- Objetivo 1: Vuelve a escribir sin ningún cambio el tramo del extracto que empieza con las palabras que contienen "-Algún día te" y termina con "que sea casualidad.".

#### Extracto proporcionado ####

Y no, no es cuestión de seguir por aquí, y solapar nuestros capítulos y acabar convirtiendo nuestro encuentro sencillo en un potaje emocional. Me niego. Empecé este texto hablando de la revolución que en mí has provocado. Y no tengo ciencia ni derecho para poner en la boca de tu corazón los mismos fuegos que a mí me elevan y consumen, pues más que vistos tengo los empeños que pones en decir que nuestra sintonía te duele, que nuestro contacto te avergüenza, mientras obvías tu sonrisa de oreja a oreja, y menosprecias la sencilla disposición de tu cuerpo a mis abrazos. Y yo no hago más que pensar en darte un baño de leche templada, con canela y anís estrellado, mientras puerilmente me repites que la culpa la tuvo el ron, que la culpa la tuvo el whisky o el boogie. Aquí me quedo yo callado, mordiéndome los labios por dentro de la sonrisa, para no soltarte que el interés NUNCA es de uno solo, que inter-essere es, por definición, un espacio común a dos seres distintos. Y quién soy yo para gestionar tu espacio. Soy no más que ése al que, sencillamente, en el primer párrafo de nuestra historia, le dijiste:

-Algún día te voy a encontrar,

¿lo recuerdas? Yo no estoy perfectamente seguro de a qué te referías. He buscado la palabra encontrar en el diccionario, y tiene acepciones distintas, que a veces se matizan y a veces se contradicen. No busco la tuya, pues no es mi tarea analizar lo que sólo a ti te corresponde. Confío en que encontrarás, si es que te interesa, la acepción que marca eso que, según dices, pasará algún día. Yo por mi parte, no dejo de entender, en silencio, que aunque no podemos decir que la espontaneidad sea alevosía, tampoco podemos decir que sea casualidad.

Haciendo cuentas de eso, yo me quedo como tonto, sabiendo solo que esa revolución de que hablaba al principio, no es más que el valor que acabamos encontrando para poner en orden o en cuestión los cimientos, las estructuras y los adornos esenciales de nuestra vida, el valor para discernir entre prudencia e indolencia, el valor para saber en un tiempo razonable si estamos meditando pausadamente nuestras decisiones o eludiendo compromisos con nosotros mismos.

#### Extractos de datos ####

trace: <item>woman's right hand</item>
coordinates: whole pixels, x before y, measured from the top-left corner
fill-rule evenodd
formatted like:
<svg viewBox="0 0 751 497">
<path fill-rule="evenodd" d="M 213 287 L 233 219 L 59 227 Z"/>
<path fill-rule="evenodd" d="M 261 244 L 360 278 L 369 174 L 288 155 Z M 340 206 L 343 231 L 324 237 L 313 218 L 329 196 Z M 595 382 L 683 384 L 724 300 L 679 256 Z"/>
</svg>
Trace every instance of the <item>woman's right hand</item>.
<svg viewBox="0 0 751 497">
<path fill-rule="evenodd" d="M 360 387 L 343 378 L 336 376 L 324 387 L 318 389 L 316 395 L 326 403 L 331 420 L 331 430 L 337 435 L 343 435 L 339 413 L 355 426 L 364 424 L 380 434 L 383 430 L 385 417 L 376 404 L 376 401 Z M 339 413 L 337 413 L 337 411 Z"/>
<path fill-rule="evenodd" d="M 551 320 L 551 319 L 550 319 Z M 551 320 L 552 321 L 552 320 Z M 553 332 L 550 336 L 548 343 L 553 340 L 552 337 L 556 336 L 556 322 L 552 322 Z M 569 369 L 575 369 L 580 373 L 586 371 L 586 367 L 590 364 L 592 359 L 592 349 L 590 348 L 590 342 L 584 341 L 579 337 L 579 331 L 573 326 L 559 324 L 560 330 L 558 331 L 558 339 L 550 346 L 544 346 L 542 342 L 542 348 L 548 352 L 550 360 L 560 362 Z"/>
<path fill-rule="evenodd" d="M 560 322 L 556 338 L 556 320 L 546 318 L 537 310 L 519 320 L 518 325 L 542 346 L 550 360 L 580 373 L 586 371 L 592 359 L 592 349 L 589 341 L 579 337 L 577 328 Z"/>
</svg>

####

- Objetivo 2: Pon en una tabla Markdown todas las líneas de las filas de los extractos de datos, con una columna n para el número de fila y una columna Línea para la línea, y deja fuera las líneas en blanco.

- Resultado del ejercicio 1:
-Algún día te voy a encontrar,

¿lo recuerdas? Yo no estoy perfectamente seguro de a qué te referías. He buscado la palabra encontrar en el diccionario, y tiene acepciones distintas, que a veces se matizan y a veces se contradicen. No busco la tuya, pues no es mi tarea analizar lo que sólo a ti te corresponde. Confío en que encontrarás, si es que te interesa, la acepción que marca eso que, según dices, pasará algún día. Yo por mi parte, no dejo de entender, en silencio, que aunque no podemos decir que la espontaneidad sea alevosía, tampoco podemos decir que sea casualidad.

- Resultado del ejercicio 2:
| n | Línea |
|---|---|
| 1 | trace: <item>woman's right hand</item> |
| 2 | coordinates: whole pixels, x before y, measured from the top-left corner |
| 3 | fill-rule evenodd |
| 4 | formatted like: |
| 5 | <svg viewBox="0 0 751 497"> |
| 6 | <path fill-rule="evenodd" d="M 213 287 L 233 219 L 59 227 Z"/> |
| 7 | <path fill-rule="evenodd" d="M 261 244 L 360 278 L 369 174 L 288 155 Z M 340 206 L 343 231 L 324 237 L 313 218 L 329 196 Z M 595 382 L 683 384 L 724 300 L 679 256 Z"/> |
| 8 | </svg> |
| 9 | Trace every instance of the <item>woman's right hand</item>. |
| 10 | <svg viewBox="0 0 751 497"> |
| 11 | <path fill-rule="evenodd" d="M 360 387 L 343 378 L 336 376 L 324 387 L 318 389 L 316 395 L 326 403 L 331 420 L 331 430 L 337 435 L 343 435 L 339 413 L 355 426 L 364 424 L 380 434 L 383 430 L 385 417 L 376 404 L 376 401 Z M 339 413 L 337 413 L 337 411 Z"/> |
| 12 | <path fill-rule="evenodd" d="M 551 320 L 551 319 L 550 319 Z M 551 320 L 552 321 L 552 320 Z M 553 332 L 550 336 L 548 343 L 553 340 L 552 337 L 556 336 L 556 322 L 552 322 Z M 569 369 L 575 369 L 580 373 L 586 371 L 586 367 L 590 364 L 592 359 L 592 349 L 590 348 L 590 342 L 584 341 L 579 337 L 579 331 L 573 326 L 559 324 L 560 330 L 558 331 L 558 339 L 550 346 L 544 346 L 542 342 L 542 348 L 548 352 L 550 360 L 560 362 Z"/> |
| 13 | <path fill-rule="evenodd" d="M 560 322 L 556 338 L 556 320 L 546 318 L 537 310 L 519 320 L 518 325 L 542 346 L 550 360 L 580 373 L 586 371 L 592 359 L 592 349 L 589 341 L 579 337 L 577 328 Z"/> |
| 14 | </svg> |